*Work instruction:*
Having found the line containing "Where can the tree" in the data below, reproduce that line and each one after it to the end, exactly, and include nothing else.

*** Opening Input records ***

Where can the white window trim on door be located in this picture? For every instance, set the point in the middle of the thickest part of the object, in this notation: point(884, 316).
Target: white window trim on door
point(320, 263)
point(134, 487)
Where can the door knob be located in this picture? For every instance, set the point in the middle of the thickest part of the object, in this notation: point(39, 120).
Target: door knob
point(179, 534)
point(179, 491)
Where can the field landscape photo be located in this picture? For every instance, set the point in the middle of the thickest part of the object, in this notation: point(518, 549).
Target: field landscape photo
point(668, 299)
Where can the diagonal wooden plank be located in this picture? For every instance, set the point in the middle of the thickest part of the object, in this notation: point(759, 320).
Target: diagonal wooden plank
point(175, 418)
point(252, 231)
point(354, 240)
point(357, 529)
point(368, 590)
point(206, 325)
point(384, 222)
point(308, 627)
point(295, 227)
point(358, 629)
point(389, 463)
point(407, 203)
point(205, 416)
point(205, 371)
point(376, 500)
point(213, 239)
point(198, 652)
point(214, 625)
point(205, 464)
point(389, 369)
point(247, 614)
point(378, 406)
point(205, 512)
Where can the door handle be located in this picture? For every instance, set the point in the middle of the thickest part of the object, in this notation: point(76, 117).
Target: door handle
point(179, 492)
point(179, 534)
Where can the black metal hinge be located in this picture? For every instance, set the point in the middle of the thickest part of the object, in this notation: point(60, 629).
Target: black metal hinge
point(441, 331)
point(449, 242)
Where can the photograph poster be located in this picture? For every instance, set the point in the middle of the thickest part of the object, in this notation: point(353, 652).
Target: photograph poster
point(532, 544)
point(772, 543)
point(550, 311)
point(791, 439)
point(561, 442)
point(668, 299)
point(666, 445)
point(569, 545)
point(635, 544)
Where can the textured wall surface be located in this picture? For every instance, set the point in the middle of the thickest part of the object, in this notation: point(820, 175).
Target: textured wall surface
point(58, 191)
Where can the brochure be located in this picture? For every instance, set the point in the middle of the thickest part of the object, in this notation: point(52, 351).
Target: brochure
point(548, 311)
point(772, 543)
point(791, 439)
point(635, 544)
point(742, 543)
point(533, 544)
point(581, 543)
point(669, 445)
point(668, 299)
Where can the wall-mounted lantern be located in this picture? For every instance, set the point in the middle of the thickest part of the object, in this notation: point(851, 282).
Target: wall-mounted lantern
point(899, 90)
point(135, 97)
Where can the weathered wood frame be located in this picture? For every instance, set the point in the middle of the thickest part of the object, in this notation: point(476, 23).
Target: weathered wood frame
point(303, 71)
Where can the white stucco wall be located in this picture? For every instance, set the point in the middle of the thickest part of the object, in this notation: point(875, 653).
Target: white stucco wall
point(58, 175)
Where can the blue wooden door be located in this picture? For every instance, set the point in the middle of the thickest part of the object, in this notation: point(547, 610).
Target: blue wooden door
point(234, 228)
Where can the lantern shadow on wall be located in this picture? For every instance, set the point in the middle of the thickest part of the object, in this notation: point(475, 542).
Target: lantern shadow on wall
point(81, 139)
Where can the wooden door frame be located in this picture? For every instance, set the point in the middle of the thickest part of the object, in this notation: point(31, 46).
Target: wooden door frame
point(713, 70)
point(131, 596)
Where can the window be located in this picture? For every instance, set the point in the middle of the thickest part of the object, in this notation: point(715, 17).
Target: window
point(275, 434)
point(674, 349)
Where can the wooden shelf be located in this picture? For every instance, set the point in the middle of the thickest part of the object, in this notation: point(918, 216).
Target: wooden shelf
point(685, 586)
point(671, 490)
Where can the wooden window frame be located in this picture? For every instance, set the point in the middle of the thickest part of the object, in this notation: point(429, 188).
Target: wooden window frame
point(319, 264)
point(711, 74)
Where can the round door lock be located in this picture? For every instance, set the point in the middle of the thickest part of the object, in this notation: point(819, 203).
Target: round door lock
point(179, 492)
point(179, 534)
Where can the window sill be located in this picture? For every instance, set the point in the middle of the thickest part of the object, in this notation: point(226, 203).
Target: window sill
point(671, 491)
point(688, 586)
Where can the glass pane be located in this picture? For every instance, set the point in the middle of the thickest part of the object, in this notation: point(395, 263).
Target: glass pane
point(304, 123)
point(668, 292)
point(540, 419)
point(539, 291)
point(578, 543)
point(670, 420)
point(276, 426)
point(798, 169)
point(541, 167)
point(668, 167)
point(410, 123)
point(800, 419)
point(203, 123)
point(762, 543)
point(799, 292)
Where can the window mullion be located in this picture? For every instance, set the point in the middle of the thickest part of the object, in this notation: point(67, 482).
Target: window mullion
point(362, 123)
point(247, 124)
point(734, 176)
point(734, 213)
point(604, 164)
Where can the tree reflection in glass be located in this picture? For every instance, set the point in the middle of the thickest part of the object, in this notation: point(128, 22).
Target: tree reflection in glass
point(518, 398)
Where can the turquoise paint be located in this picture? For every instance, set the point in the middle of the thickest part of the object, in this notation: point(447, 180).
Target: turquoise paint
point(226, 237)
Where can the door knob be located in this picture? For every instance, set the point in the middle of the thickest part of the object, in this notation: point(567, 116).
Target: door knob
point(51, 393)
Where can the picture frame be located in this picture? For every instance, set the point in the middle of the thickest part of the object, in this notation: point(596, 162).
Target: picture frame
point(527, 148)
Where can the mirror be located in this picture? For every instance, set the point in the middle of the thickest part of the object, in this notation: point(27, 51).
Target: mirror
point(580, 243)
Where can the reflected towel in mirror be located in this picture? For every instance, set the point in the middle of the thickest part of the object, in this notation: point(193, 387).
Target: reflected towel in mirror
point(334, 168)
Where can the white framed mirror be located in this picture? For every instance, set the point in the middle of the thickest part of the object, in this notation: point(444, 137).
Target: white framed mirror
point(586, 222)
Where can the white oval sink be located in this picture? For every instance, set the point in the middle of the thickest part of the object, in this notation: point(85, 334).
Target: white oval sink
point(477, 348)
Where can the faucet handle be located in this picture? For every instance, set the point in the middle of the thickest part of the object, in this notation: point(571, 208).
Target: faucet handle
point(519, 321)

*** Closing Input records ***

*Exercise answer:*
Where can the tree reflection in glass be located in this picture? For every instance, set the point in the middle of the thickest part of the object, in this notation: point(128, 22).
Target: tree reflection in glass
point(518, 398)
Where can the turquoise paint be located in this picture? For every instance, set the point in the middle of the thickest part of the object, in this notation: point(447, 180).
Target: turquoise paint
point(226, 237)
Where can the door knob be located in this picture? For every instance, set the point in the middle of the thickest part of the object, in this notation: point(567, 116).
Target: door knob
point(51, 393)
Where can the picture frame be located in this picture? For every instance, set the point in the middle of the thickest part of the object, in this notation: point(596, 162).
Target: picture frame
point(527, 148)
Where can the mirror be located in this picture? For every instance, set the point in the middle of the thickest part of the object, in this notation: point(27, 51).
Target: mirror
point(580, 243)
Where can the reflected towel in mirror be located in this picture? For every instance, set the point in the middle of the thickest part of the object, in this notation: point(193, 387).
Target: reflected towel in mirror
point(334, 168)
Where can the white framed mirror be located in this picture? For every instance, set the point in the middle of the thickest part of the object, in this notation: point(444, 137).
Target: white framed mirror
point(586, 222)
Where can the white oval sink be located in this picture? For every instance, set the point in the middle of the thickest part of the object, in this notation: point(85, 334).
Target: white oval sink
point(477, 348)
Where can the faucet handle be located in this picture? For every instance, set the point in the middle of the thickest part of the object, in this notation: point(571, 208).
Target: faucet handle
point(519, 321)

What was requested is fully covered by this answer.